Rewrite the records starting at the line that has "If you could locate the baseboard" and continuing through the end of the records, replacing "white sink" with "white basin" and leaving everything else unchanged.

[LISTED ENTRIES]:
____________________
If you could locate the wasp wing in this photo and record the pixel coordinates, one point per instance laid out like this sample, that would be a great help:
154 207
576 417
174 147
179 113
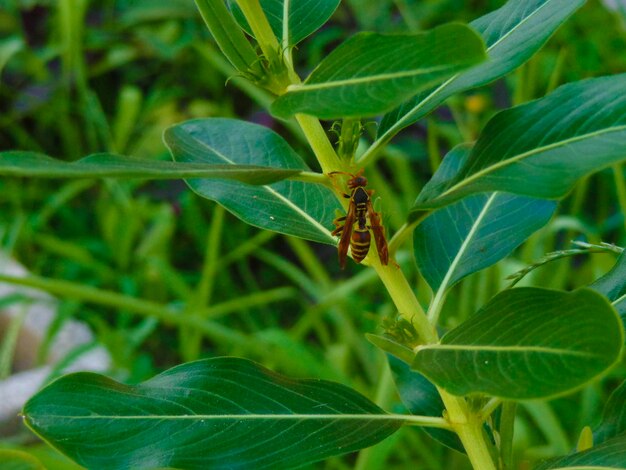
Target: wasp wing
346 233
379 234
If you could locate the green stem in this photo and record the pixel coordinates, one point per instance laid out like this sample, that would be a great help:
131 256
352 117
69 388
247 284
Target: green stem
405 232
507 425
318 140
620 187
260 26
280 75
463 421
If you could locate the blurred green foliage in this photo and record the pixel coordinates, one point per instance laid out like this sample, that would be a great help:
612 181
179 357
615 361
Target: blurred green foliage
79 77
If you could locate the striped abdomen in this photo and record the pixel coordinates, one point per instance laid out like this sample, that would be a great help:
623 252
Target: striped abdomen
360 243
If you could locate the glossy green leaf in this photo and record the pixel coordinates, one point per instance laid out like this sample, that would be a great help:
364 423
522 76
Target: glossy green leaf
512 34
541 149
527 343
421 397
610 454
291 21
474 233
304 210
614 416
370 73
215 413
613 286
105 165
392 347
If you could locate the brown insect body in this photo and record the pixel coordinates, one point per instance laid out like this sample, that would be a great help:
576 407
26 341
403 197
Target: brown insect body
355 231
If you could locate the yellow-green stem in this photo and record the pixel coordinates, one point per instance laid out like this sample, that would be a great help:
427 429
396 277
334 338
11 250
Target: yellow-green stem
322 148
463 421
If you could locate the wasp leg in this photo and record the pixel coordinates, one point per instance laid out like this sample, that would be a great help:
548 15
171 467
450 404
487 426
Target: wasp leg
338 225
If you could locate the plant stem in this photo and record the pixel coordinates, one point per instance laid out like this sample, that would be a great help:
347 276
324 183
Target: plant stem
507 422
280 75
260 27
620 187
463 422
318 140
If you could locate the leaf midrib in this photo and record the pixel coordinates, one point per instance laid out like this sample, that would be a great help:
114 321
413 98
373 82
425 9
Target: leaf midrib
463 248
524 155
519 349
239 417
273 192
452 79
369 79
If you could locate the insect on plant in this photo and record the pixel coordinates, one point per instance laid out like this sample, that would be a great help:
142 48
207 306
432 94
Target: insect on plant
354 228
468 355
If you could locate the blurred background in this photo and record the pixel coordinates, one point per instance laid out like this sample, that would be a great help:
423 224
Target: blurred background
79 77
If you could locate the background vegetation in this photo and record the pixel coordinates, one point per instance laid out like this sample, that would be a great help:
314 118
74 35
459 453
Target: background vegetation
80 77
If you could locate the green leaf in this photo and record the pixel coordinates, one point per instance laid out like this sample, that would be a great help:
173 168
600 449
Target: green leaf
614 416
370 73
527 343
610 454
105 165
421 397
18 460
215 413
512 34
291 207
474 233
291 21
613 285
542 148
392 347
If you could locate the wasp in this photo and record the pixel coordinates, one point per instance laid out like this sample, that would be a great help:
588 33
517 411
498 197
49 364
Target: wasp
361 220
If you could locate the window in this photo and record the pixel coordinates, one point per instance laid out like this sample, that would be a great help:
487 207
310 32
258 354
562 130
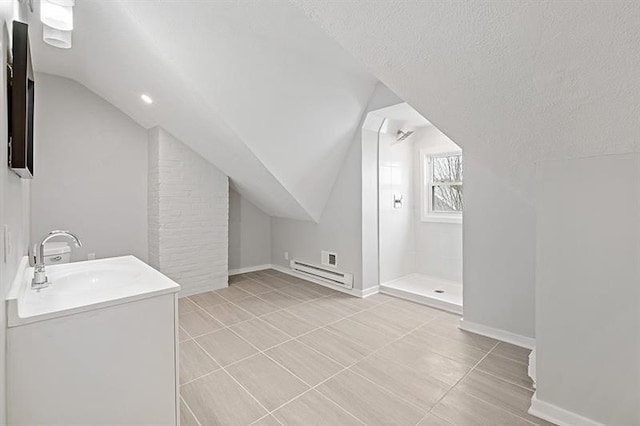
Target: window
442 199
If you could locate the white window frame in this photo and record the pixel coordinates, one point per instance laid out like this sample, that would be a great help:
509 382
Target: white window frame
426 193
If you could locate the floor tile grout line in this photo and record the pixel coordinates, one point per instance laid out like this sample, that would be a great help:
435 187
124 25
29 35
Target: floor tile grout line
264 417
345 368
365 357
189 408
439 313
246 390
458 382
282 366
294 338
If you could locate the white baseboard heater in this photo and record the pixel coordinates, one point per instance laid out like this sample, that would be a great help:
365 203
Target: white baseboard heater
328 275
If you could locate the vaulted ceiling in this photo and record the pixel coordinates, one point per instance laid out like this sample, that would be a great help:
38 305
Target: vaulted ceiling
515 81
271 91
253 86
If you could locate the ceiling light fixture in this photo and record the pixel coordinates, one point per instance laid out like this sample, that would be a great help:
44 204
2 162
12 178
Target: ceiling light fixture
56 16
57 20
56 38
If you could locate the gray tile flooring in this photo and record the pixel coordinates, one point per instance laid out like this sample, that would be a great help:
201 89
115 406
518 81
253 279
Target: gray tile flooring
273 349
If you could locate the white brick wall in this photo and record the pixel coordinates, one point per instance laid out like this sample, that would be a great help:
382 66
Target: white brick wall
188 215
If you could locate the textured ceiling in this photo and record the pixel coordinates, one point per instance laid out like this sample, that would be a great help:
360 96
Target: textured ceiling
253 86
514 81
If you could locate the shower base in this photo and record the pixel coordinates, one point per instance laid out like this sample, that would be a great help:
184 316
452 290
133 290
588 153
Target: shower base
427 290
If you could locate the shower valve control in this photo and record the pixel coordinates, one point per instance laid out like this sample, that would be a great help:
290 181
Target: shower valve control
397 201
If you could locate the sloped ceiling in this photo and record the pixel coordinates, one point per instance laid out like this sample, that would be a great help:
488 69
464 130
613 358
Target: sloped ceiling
252 86
514 81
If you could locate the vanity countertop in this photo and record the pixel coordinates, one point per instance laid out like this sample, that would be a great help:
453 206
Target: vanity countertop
83 286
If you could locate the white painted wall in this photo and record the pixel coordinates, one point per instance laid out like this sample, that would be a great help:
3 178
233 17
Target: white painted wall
289 91
14 199
249 234
340 226
468 68
396 178
91 162
498 249
188 215
588 287
438 246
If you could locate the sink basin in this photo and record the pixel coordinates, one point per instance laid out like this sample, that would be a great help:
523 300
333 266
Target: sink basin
81 286
86 277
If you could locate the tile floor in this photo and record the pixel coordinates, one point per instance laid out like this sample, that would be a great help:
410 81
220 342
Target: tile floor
276 350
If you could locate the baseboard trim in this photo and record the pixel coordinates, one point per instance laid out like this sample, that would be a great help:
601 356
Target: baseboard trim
352 291
557 415
423 300
496 333
218 283
250 269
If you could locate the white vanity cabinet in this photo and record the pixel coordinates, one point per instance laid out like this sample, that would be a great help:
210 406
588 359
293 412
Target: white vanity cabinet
115 364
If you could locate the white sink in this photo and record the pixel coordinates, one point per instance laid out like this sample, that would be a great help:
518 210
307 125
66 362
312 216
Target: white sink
____________________
[ANSWER TO THIS PROBLEM]:
If you could locate the baseboard trim in this photo and record the pixel coordinates, one point per instance laid out like this sample, that would be a great help:
601 356
Target: baseboard trim
352 291
557 415
423 300
496 333
218 283
250 269
If you could locate the white vanity cabinet in this photo and record the pixel coordinates, one point per instance laid out like this sample, that would be a great help:
210 406
588 359
293 412
Target: white vanity cabinet
115 364
If you could locate the white basin in this photo and record the pixel coordinates, one point per instance laid out like this sample, that would be a great help:
518 210
307 125
66 362
312 216
Target: white basin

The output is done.